> [AIM OF THE TASK]:
Rewrite every line of the entries starting at the line containing "Retail shelf audit — identify every iron" and ending at the line containing "39, 43, 72, 79". Offset each bounding-box coordinate by -130 and leave all other text unchanged.

— BEGIN RECORDS PROVIDED —

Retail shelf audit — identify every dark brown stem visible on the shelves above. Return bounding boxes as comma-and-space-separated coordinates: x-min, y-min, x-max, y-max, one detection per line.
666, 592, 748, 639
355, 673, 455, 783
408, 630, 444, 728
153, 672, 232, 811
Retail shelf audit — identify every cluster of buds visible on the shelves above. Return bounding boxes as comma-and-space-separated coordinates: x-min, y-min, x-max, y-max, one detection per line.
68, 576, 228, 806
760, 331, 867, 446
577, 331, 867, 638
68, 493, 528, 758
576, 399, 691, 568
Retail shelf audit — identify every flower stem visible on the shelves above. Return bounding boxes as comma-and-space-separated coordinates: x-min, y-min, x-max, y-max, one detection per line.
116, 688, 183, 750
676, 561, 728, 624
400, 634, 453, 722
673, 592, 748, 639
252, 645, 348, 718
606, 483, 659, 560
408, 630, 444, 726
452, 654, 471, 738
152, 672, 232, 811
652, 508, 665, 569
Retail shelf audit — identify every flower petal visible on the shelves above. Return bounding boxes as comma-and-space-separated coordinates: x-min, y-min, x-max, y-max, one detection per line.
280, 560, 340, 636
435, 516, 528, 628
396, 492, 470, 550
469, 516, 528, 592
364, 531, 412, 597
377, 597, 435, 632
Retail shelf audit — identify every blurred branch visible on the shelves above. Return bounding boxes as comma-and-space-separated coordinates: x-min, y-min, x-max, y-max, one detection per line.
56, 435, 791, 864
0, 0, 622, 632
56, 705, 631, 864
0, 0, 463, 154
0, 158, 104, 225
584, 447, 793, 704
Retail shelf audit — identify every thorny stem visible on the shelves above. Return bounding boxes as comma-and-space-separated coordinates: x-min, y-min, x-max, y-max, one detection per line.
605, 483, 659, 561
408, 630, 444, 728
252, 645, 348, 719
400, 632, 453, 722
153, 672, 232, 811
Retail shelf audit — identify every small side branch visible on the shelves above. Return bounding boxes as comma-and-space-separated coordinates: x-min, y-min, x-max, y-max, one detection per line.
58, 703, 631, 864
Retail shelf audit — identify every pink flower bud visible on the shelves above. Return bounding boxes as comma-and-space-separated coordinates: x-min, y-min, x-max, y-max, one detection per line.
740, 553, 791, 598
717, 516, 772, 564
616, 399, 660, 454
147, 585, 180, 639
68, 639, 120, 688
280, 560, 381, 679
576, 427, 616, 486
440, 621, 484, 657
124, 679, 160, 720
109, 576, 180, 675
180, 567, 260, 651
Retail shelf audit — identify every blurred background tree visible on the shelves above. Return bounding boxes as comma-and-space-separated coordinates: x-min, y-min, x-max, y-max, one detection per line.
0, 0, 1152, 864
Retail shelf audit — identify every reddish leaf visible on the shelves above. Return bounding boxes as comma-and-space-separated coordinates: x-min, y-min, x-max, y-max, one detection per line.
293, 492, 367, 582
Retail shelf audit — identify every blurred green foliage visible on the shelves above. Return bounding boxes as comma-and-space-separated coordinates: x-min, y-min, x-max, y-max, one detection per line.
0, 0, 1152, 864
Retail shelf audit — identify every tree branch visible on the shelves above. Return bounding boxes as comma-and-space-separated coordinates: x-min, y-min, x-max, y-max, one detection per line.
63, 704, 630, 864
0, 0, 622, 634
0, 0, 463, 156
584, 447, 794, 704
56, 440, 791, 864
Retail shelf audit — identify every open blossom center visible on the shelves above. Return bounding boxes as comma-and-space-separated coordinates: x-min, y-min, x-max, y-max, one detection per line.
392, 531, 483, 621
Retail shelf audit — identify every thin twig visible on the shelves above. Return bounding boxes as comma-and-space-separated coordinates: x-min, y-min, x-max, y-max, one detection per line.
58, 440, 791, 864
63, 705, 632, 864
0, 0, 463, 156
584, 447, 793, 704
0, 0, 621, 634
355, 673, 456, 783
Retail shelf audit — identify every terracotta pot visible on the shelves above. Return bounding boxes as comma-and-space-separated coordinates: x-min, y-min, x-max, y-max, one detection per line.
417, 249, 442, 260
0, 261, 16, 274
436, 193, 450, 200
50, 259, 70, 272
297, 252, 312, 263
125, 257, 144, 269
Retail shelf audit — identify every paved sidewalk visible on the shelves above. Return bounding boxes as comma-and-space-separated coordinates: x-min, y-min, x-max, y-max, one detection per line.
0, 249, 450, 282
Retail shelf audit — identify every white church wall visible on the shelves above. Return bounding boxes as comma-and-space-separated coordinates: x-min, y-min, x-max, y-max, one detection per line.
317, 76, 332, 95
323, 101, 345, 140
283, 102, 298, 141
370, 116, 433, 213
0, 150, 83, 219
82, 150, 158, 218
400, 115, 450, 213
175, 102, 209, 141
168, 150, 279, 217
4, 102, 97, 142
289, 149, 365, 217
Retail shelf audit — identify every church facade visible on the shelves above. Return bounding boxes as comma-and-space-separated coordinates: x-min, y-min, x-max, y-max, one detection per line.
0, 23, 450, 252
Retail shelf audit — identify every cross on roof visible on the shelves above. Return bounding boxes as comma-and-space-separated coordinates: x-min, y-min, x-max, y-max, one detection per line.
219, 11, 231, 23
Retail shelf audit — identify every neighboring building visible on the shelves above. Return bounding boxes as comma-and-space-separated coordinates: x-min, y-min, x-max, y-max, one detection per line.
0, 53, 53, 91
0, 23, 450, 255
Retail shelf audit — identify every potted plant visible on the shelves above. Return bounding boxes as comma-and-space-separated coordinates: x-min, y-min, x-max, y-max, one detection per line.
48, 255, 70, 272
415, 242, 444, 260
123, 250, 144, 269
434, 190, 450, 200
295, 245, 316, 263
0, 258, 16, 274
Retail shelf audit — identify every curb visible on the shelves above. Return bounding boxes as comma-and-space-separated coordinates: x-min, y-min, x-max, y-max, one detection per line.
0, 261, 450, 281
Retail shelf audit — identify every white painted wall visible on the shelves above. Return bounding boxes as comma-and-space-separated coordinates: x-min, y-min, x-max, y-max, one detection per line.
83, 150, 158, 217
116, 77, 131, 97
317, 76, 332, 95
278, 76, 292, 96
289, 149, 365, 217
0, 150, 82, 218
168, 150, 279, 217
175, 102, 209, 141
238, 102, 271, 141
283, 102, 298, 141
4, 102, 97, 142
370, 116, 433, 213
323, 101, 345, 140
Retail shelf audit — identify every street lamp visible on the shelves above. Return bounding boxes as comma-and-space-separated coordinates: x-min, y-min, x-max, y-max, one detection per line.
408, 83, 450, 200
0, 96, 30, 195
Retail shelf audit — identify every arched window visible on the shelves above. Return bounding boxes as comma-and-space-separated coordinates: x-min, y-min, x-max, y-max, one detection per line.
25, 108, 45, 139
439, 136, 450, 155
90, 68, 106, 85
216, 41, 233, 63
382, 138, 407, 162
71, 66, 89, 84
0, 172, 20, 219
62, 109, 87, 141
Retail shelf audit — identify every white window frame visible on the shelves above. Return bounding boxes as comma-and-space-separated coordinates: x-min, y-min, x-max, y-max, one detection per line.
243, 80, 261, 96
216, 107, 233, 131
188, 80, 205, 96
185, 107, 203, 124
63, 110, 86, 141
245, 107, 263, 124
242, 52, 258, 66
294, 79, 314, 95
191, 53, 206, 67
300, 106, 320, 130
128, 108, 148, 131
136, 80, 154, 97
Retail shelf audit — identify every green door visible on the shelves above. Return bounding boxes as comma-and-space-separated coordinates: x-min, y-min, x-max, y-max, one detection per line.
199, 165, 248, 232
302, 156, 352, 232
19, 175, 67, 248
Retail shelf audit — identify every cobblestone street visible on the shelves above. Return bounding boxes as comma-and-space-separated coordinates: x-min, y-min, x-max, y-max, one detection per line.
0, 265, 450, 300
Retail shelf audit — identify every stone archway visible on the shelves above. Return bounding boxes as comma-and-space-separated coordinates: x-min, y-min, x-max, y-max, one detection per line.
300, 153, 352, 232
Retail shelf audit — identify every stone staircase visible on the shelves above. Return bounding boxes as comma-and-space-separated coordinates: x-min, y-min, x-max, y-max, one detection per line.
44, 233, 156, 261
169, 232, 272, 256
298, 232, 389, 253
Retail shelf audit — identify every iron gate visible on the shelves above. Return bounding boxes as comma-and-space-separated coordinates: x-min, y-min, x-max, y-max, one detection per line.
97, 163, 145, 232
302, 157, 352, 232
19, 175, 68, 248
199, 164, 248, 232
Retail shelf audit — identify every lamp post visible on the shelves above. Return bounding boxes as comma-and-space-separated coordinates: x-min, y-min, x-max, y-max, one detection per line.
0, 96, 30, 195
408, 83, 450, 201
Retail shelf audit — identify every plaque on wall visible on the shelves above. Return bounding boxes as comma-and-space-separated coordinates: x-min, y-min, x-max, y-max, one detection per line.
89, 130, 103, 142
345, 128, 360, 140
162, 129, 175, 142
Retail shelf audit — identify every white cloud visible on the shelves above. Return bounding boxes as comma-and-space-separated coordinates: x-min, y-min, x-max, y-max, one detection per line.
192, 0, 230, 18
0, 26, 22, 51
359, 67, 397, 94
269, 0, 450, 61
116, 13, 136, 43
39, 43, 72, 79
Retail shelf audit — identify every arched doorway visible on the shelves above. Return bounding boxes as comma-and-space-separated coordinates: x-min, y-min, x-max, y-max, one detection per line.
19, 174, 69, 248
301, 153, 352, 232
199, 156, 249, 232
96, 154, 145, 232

— END RECORDS PROVIDED —

> [THE SOLUTION]:
Retail shelf audit — identify every iron gate visible on the shelves above. Return bounding boxes as comma-and-space-separated coordinates: x-min, y-min, x-max, y-max, one detection per line.
-33, 33, 15, 102
172, 27, 222, 102
-111, 45, -62, 118
69, 34, 118, 102
Retail shelf audit — identify every lamp post visible on the shelves above. Return bounding boxes as comma-and-space-separated coordinates: x-min, y-min, x-max, y-max, one detection per line.
-130, -34, -100, 65
278, -47, 320, 71
Retail shelf audit — identify every plaque on wall visible on the shelves above. Return bounding boxes as comma-and-space-separated coordinates: x-min, y-min, x-max, y-max, one detection per line.
-41, 0, -27, 12
215, -2, 230, 10
32, -1, 45, 12
Retail shelf audit — identify every white cloud visible on the shelves above. Return bounding boxes as comma-and-space-separated coordinates: x-min, y-min, x-max, y-max, one detection per line.
62, -130, 100, -112
-130, -104, -108, -79
229, -63, 267, -36
139, -130, 320, -69
-14, -117, 6, -87
-91, -87, -58, -51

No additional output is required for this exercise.